Instrucciones de tareas:
A. Copia la parte del texto fuente que abre con las palabras "El nuevo Gobierno" y cierra con "una cierta izquierda.", y cambia "jerarca eclesiástico" por "obispo".
B. Según el texto fuente, ¿en qué se convierte a Dios cuando se pide a comunidades y parroquias que le supliquen evitar la emergencia nacional?

El nuevo Gobierno ha comenzado su andadura rodeado de ruidos y rumores de índole religiosa. Se conjuran, a la vez, el anuncio de catástrofes ante el gobierno de progreso por parte de los poderes económicos e ideológicos, con la invocación a Dios ante la emergencia nacional por parte de algún jerarca eclesiástico, y el prejuicio ilustrado ante el sentimiento religioso por parte de una cierta izquierda.

Hay un abuso de la catástrofe que produce miedo, parálisis e impotencia. En la última década, los recortes sociales y las limitaciones de derechos han ido precedidos de malos augurios y peores presagios. «Si no renunciáis a conquistas logradas, será inevitable la crisis». «Si no os apretáis el cinturón, el país llegará al precipicio». Es comprensible que los cambios sociales y políticos susciten alarma ante la pérdida de poder, incluso que los fabricantes apocalípticos sean los poderes económicos con sus élites, que ven socavados sus dominios. Justo lo contrario sucede con el uso bíblico de la apocalíptica, que se le consideraba un grito de resistencia de quienes ansiaban un cambio radical, un canto sanador de la impotencia de quienes esperan un futuro alternativo. Cuando grupos católicos se aúnan a los poderes económicos y políticos en el cultivo apocalíptico ante la llegada de un gobierno de progreso e ignoran que son portadores de Buenas Noticias, traicionan el sentimiento religioso y la racionalidad social.

Al solicitar de las comunidades y parroquias, que supliquen a Dios que evite la emergencia nacional, se convierte a Dios en un huésped conservador. ¿Y si Dios estuviera hospedado en las afueras y fuera un militante de los derechos humanos y un aliado de las vidas dañadas? La fe religiosa está más interesada en defender la vida que en levantar vallados. Todo parece indicar que Dios no oyó sus súplicas y plegarias porque tiene una agenda diferente, que está aliada con la gestión democrática y cree que los asuntos humanos se llevan mejor mediante decisiones participativas ¿No será que anda comprometido con los procesos civilizatorios? ¿Alguien con buen criterio puede entender que el rostro de la Iglesia tenga mayor afinidad con los usos autoritarios y patriarcales de los Imperios y con la organización feudal de la convivencia, que con el sistema democrático?

Datos proporcionados:
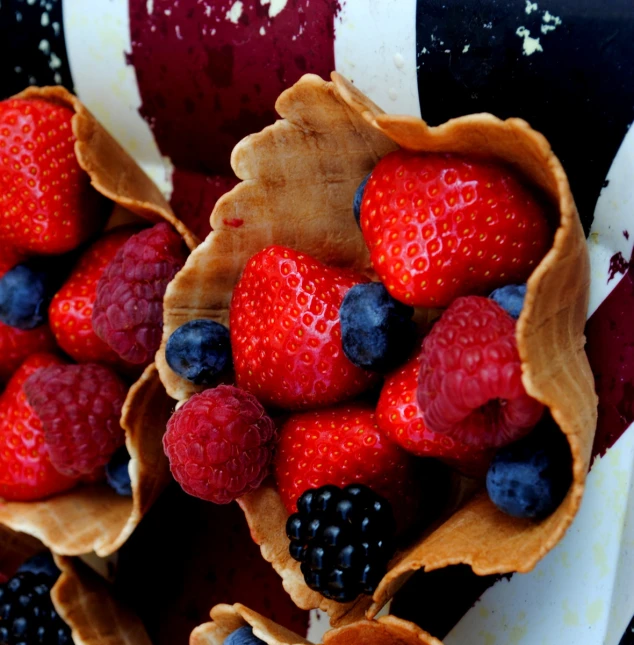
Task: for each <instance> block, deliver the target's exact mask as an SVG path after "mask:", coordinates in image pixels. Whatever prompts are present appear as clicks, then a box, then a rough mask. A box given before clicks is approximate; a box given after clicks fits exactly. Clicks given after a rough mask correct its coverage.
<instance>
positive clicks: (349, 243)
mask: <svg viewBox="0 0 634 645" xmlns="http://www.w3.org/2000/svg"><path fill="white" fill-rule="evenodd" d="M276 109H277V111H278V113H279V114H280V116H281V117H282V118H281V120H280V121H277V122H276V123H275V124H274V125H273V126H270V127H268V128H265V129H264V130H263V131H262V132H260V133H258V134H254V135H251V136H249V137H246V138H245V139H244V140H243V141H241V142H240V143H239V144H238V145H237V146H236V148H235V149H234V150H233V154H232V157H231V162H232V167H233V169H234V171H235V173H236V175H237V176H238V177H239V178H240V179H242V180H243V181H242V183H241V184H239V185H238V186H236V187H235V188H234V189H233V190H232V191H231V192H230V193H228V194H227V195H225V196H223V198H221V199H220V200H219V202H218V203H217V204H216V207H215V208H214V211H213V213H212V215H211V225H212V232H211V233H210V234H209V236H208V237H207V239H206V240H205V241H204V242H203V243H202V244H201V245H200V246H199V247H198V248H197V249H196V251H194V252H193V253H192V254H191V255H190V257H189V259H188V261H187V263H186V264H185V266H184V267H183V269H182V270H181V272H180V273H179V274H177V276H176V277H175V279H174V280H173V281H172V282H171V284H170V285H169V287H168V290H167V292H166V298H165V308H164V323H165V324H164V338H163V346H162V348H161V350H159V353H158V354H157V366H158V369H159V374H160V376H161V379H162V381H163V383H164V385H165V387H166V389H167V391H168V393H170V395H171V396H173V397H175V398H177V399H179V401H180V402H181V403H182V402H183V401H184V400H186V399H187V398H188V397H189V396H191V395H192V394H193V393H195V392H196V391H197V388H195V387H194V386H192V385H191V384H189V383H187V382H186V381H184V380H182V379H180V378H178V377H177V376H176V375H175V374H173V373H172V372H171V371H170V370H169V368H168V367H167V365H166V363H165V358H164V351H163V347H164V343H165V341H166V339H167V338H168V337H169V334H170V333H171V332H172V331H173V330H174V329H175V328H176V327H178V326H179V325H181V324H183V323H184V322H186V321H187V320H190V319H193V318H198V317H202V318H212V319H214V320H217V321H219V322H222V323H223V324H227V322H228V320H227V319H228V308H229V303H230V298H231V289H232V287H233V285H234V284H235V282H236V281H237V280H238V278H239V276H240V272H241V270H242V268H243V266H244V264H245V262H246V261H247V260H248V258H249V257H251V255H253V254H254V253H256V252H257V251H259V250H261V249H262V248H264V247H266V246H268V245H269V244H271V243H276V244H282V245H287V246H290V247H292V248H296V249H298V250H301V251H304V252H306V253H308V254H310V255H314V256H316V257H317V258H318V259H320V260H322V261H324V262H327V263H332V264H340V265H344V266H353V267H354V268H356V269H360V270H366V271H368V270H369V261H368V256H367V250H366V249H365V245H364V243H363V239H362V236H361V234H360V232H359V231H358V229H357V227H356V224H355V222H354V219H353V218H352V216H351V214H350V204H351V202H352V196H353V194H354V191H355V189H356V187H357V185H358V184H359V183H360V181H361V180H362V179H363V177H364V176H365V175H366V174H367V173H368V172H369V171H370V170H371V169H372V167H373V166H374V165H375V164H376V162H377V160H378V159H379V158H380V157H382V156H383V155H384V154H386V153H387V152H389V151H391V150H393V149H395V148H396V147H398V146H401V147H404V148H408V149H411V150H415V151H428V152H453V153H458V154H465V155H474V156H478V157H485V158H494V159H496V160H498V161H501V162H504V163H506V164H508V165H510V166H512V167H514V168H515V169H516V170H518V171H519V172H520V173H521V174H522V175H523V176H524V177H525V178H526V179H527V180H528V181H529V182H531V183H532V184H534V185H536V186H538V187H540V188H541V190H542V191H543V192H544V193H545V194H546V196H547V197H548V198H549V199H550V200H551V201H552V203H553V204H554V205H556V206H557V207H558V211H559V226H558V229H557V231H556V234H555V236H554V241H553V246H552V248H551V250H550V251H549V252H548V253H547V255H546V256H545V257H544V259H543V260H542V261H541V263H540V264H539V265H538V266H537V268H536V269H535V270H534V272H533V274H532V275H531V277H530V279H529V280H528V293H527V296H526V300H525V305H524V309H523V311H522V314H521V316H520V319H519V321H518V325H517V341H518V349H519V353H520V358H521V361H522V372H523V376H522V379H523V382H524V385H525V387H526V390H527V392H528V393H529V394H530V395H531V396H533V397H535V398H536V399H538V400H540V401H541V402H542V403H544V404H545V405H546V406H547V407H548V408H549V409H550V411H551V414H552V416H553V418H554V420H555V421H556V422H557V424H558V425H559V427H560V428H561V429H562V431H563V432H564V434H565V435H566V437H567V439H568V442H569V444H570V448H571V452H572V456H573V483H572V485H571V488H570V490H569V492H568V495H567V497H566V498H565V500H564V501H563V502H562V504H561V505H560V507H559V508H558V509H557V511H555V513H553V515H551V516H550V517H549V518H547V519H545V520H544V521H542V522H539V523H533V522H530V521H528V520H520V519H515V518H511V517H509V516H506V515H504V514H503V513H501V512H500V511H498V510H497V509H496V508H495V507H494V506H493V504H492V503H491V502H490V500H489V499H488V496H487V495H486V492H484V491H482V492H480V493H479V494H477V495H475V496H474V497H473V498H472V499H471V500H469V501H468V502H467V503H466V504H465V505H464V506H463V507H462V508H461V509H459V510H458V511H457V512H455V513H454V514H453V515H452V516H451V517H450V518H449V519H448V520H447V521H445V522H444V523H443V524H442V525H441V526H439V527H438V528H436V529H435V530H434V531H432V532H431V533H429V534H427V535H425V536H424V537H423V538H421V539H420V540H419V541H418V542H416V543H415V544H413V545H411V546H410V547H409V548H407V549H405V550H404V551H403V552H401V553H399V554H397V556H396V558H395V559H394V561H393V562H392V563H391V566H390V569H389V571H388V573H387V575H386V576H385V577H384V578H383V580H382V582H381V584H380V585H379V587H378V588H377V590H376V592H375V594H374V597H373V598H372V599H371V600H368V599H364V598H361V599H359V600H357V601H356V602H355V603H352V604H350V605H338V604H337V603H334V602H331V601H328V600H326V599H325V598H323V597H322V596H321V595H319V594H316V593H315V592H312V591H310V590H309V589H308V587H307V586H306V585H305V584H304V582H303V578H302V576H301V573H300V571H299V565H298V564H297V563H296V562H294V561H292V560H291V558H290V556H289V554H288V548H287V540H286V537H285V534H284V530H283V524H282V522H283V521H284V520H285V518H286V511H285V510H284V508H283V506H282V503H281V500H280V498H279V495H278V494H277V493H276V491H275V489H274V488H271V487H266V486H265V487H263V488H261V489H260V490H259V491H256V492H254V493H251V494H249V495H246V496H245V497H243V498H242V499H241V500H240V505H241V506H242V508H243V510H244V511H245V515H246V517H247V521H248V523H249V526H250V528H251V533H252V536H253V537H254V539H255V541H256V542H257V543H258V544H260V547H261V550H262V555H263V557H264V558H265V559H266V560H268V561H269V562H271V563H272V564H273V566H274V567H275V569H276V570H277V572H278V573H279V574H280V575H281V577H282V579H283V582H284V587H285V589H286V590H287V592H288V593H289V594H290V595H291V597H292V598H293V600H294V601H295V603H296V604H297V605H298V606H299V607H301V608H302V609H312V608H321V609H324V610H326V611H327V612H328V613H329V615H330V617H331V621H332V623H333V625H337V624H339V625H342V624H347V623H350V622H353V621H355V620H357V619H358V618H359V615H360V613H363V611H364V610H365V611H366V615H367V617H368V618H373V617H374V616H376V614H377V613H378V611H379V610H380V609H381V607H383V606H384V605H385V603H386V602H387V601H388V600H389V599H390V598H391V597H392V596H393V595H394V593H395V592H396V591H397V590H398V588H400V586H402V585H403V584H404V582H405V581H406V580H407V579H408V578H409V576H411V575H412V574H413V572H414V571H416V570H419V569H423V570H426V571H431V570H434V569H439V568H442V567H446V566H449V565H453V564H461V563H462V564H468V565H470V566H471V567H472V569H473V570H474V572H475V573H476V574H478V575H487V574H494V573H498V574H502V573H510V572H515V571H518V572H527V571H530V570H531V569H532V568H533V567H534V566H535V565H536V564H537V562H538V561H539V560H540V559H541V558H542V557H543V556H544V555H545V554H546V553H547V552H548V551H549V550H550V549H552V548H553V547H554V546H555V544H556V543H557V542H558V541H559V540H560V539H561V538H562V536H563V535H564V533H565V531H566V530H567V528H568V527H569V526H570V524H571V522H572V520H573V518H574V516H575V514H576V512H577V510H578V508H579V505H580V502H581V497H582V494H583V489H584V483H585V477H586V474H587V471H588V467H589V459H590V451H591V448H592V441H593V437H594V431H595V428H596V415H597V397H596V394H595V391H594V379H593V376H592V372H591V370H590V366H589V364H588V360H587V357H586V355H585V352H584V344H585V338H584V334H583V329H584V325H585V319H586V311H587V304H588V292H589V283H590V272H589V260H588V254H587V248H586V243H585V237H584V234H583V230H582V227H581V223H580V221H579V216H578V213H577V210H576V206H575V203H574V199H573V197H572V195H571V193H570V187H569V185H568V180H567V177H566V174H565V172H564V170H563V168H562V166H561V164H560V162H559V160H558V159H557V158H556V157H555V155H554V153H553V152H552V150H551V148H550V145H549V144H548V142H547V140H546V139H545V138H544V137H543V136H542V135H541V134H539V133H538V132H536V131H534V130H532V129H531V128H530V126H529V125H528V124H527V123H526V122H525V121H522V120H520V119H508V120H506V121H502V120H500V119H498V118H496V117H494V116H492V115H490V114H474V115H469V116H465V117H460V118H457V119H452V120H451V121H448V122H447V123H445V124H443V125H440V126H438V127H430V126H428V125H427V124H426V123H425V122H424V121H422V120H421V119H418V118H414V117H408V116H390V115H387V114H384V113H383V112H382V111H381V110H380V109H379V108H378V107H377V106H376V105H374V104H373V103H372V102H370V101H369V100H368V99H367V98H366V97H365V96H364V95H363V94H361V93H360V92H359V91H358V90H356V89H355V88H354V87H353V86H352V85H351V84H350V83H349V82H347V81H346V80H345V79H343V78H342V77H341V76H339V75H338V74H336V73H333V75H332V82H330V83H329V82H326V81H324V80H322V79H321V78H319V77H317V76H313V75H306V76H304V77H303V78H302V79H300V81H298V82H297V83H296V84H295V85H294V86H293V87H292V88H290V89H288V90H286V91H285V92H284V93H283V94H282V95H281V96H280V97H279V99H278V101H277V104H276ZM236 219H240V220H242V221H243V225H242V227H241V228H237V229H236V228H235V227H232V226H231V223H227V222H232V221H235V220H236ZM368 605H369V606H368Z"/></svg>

==

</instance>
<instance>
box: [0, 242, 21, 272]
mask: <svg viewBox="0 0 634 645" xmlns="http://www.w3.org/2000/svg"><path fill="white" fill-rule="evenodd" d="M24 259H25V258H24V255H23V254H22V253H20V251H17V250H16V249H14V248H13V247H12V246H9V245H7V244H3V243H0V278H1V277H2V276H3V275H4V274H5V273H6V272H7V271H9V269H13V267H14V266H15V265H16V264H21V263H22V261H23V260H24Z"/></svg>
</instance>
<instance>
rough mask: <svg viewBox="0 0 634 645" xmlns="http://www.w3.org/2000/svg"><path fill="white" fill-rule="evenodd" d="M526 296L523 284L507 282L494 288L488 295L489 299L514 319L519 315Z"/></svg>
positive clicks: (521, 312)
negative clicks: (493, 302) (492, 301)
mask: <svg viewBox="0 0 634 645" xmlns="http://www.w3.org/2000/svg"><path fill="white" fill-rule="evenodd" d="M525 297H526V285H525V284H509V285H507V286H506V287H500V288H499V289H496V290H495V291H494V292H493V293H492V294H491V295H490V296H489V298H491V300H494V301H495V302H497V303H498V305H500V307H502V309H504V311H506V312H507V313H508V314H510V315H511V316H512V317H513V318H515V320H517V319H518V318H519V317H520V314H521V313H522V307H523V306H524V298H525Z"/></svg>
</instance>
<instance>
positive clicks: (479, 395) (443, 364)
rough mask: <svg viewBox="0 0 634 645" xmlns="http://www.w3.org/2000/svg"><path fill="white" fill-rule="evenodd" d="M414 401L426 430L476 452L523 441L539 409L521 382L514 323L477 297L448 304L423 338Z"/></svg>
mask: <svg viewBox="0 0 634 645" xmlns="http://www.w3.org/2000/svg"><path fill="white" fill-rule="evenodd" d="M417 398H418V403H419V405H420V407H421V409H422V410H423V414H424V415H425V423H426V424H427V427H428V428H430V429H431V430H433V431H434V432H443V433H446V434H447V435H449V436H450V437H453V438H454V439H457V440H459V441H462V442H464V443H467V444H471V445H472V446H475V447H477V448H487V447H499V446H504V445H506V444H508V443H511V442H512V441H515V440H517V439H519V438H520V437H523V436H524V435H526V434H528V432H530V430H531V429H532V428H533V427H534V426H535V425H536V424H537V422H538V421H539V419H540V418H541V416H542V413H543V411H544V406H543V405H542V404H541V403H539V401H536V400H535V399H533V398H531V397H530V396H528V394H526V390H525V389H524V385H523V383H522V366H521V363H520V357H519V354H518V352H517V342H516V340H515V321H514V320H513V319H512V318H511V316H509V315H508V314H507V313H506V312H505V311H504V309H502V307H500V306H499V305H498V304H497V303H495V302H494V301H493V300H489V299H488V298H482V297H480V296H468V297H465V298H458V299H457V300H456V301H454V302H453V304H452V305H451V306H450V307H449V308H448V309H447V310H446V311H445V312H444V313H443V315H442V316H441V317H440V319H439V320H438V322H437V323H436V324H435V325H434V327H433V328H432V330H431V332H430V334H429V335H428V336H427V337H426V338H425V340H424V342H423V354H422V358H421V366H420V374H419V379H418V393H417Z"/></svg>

Respuestas por tarea:
A.
El nuevo Gobierno ha comenzado su andadura rodeado de ruidos y rumores de índole religiosa. Se conjuran, a la vez, el anuncio de catástrofes ante el gobierno de progreso por parte de los poderes económicos e ideológicos, con la invocación a Dios ante la emergencia nacional por parte de algún obispo, y el prejuicio ilustrado ante el sentimiento religioso por parte de una cierta izquierda.

B. En un huésped conservador.